Take each line of the entries below that contains "tree" and copy it.

(Records contained in a dataset)
╭──

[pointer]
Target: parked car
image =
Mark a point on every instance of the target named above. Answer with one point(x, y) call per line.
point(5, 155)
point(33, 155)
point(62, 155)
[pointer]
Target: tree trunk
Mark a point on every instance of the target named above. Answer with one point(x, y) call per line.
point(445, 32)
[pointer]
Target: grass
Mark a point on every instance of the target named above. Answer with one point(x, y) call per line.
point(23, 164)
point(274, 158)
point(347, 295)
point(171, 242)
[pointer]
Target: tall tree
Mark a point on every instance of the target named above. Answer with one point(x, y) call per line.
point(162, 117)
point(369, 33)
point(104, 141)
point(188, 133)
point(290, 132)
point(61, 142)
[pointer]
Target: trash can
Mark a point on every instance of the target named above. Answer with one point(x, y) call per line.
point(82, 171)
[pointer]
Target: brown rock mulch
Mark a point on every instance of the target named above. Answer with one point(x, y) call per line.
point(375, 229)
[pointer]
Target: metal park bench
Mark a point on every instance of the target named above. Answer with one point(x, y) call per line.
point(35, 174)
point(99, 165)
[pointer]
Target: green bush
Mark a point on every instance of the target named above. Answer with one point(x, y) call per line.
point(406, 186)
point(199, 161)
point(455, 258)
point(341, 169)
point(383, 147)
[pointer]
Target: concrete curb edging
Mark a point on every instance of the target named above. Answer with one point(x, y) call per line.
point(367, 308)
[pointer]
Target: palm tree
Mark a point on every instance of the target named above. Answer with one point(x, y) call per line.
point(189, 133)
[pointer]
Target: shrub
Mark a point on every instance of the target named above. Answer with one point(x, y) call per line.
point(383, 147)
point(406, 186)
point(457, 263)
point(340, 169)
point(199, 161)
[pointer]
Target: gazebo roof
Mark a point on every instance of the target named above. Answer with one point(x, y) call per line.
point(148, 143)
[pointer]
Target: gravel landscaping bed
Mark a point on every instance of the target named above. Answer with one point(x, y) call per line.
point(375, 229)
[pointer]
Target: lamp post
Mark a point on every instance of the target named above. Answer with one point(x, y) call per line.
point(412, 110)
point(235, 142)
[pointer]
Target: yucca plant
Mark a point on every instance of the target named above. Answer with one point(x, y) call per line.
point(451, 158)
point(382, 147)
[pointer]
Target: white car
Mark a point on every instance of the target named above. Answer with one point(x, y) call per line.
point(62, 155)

╰──

- [WRITTEN SOLUTION]:
Target: tree trunk
Target: tall tree
Target: palm tree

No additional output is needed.